**TASK REQUIREMENTS:**
List every line in the records below that contains the string "needle". Treat uppercase and lowercase letters as different.

**DATA IN THIS EXERCISE:**
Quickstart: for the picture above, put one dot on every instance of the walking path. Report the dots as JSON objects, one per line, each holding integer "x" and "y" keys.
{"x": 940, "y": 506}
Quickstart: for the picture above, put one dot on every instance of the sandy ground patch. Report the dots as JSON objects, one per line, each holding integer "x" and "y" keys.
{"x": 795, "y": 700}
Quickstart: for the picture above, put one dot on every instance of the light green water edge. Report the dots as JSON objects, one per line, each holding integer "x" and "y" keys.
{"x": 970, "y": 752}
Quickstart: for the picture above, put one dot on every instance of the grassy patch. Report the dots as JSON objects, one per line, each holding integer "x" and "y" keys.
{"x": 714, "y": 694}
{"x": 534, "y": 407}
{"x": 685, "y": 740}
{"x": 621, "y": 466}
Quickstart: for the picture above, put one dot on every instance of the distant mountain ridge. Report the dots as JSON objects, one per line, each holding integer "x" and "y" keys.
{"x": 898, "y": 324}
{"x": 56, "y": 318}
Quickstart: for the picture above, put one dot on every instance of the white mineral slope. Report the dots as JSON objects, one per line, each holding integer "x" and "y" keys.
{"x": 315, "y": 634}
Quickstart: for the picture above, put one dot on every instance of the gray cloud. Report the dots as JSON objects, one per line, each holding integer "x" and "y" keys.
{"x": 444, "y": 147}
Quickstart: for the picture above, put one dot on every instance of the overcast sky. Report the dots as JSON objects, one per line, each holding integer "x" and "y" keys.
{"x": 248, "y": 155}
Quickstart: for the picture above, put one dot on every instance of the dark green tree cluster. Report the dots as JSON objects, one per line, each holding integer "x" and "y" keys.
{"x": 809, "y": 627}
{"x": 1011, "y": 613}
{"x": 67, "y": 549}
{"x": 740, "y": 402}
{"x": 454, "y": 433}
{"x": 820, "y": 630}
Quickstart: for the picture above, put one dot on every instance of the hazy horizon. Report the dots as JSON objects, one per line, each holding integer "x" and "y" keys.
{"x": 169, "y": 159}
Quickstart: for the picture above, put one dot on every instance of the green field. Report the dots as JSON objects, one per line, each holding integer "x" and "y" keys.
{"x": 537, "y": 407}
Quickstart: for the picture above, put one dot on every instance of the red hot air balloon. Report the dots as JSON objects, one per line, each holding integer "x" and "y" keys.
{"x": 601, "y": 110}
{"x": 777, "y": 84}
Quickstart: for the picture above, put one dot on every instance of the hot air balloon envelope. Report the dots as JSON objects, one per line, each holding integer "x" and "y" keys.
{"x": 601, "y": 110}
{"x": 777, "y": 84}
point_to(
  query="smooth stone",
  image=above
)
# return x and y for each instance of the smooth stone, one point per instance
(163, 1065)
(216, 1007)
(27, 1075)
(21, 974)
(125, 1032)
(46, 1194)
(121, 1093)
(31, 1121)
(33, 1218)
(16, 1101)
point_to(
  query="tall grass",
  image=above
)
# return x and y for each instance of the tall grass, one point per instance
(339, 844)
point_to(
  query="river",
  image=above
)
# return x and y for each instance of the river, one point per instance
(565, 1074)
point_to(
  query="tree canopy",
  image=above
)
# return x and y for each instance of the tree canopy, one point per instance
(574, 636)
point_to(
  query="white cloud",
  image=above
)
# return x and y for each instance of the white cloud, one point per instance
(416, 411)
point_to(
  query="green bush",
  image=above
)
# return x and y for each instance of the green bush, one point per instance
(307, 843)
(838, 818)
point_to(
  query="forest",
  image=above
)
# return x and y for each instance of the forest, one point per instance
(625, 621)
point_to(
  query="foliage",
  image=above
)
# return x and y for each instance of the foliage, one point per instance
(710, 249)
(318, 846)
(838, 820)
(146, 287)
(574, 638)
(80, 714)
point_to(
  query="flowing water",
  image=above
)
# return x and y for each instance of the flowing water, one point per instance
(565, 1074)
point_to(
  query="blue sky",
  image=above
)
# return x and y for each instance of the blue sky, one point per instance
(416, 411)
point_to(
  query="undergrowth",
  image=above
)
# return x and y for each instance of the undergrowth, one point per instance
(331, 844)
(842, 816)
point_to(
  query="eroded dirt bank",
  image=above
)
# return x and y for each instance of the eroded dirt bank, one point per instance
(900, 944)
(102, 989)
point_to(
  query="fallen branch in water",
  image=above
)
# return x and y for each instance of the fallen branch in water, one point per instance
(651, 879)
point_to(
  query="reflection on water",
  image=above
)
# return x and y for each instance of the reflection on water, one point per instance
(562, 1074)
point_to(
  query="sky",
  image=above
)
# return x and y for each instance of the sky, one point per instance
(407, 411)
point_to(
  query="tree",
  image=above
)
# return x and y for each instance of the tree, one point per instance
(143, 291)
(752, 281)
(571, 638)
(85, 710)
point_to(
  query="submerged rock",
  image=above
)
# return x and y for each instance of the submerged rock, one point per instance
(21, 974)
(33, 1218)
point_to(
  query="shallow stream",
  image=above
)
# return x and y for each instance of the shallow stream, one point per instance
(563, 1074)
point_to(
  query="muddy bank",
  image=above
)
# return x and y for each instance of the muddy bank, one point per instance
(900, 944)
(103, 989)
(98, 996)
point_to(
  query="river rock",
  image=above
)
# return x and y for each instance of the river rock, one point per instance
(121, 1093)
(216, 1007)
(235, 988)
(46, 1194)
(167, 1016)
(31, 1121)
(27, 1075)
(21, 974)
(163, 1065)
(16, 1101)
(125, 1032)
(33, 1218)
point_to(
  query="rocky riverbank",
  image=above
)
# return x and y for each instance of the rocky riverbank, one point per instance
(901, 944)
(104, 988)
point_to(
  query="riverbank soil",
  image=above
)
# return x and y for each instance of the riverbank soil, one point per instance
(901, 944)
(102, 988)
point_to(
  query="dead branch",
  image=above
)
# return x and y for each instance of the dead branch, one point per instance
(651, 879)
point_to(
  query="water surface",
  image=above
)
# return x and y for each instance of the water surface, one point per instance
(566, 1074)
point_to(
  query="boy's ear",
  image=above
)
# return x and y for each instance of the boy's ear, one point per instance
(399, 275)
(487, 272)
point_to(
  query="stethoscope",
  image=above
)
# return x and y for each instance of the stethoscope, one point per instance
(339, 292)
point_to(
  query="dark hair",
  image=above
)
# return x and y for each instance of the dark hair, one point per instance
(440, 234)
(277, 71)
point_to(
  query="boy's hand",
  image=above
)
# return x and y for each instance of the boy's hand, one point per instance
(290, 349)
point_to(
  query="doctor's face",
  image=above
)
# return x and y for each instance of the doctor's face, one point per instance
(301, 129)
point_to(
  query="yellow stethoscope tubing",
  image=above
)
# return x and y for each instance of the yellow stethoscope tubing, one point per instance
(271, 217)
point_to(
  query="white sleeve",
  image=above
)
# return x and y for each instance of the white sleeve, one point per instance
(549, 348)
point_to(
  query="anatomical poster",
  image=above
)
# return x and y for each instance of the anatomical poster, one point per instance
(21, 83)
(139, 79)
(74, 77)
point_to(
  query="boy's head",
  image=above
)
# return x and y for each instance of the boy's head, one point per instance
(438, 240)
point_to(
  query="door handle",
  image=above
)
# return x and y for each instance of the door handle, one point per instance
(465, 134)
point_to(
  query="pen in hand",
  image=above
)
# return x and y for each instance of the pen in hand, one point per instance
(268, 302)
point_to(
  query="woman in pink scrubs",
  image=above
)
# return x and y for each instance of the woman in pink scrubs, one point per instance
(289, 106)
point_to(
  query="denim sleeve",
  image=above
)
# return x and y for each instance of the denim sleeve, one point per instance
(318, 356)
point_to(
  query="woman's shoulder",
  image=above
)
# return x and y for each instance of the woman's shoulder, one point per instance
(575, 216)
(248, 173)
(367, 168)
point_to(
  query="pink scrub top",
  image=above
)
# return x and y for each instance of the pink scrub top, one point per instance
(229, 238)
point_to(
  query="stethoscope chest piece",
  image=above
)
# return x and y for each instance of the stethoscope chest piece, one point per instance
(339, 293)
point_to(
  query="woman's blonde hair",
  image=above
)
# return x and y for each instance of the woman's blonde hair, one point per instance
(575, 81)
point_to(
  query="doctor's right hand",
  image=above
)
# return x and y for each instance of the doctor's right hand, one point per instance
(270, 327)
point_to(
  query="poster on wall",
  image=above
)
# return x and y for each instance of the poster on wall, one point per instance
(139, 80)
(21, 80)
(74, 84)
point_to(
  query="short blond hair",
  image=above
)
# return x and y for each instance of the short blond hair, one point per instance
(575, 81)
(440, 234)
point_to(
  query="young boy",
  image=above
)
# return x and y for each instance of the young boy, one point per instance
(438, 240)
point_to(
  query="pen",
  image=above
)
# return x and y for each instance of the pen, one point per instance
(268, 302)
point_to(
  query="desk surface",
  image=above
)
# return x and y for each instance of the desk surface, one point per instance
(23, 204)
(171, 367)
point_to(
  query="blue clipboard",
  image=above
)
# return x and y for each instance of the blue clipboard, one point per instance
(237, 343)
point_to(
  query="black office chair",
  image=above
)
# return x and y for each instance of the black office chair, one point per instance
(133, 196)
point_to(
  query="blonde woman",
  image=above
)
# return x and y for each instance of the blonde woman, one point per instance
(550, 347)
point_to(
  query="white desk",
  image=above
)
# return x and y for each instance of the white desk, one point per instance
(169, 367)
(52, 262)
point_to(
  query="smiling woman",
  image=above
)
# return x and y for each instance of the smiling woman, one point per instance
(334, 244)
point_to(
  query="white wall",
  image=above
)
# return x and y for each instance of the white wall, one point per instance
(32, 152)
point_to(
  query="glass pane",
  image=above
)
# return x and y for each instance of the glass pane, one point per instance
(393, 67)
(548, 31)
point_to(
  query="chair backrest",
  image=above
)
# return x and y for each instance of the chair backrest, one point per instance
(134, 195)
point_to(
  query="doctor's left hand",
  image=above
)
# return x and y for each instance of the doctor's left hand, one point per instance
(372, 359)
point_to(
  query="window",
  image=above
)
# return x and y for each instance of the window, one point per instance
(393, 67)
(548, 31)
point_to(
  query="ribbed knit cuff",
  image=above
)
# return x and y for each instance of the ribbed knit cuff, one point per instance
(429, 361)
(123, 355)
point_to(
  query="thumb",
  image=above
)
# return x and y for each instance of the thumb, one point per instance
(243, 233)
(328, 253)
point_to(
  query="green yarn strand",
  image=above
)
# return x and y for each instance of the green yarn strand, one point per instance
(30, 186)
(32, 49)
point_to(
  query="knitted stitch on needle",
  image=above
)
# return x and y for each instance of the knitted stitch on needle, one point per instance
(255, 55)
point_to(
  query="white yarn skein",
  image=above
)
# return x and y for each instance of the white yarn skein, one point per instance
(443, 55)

**FULL SOLUTION:**
  query="knitted stitch on needle",
# return x and y for each instance of the knitted stitch on needle, one point per instance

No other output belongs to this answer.